▶ [Required work]:
Among the entries, find each line that includes the string "white" and list it.

▶ [Recorded data]:
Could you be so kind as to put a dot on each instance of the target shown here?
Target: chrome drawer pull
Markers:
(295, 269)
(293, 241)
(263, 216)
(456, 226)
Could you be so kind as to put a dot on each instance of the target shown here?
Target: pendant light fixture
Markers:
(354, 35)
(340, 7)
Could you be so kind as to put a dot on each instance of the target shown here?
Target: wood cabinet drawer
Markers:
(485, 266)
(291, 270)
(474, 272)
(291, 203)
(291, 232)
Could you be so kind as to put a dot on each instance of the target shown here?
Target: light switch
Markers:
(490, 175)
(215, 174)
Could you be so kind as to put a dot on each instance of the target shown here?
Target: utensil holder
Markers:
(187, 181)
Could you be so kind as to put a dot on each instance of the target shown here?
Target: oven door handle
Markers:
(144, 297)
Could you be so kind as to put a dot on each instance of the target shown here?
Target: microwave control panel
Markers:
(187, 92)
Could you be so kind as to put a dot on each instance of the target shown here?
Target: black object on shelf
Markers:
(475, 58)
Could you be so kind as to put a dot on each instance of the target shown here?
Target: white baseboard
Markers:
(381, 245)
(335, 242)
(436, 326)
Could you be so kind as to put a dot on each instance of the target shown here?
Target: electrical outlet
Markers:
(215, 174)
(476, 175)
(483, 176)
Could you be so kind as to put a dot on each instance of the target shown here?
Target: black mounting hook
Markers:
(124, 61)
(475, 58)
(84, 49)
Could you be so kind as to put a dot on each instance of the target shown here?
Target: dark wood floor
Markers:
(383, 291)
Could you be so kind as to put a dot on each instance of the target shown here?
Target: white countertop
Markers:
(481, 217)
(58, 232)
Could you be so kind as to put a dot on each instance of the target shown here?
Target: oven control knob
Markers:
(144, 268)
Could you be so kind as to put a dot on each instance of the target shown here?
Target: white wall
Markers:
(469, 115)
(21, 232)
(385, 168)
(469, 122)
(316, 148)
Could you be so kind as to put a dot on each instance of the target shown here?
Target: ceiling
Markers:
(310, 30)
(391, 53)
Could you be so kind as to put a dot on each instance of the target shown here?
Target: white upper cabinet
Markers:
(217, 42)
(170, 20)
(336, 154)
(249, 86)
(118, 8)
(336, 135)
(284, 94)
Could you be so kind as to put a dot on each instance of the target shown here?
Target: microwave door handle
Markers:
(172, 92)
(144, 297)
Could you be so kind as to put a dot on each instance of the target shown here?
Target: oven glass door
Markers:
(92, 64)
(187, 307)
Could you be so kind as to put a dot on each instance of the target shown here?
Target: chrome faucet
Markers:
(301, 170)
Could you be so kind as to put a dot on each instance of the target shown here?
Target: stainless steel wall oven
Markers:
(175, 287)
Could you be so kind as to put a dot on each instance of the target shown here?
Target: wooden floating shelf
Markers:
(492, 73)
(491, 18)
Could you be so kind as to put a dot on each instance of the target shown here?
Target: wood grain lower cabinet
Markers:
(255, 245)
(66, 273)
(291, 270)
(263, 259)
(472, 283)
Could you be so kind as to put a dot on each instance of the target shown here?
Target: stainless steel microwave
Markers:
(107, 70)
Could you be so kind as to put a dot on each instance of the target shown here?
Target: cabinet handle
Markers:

▶ [Reply]:
Target: white baseboard
Target: white countertop
Target: white wall
Target: white upper cabinet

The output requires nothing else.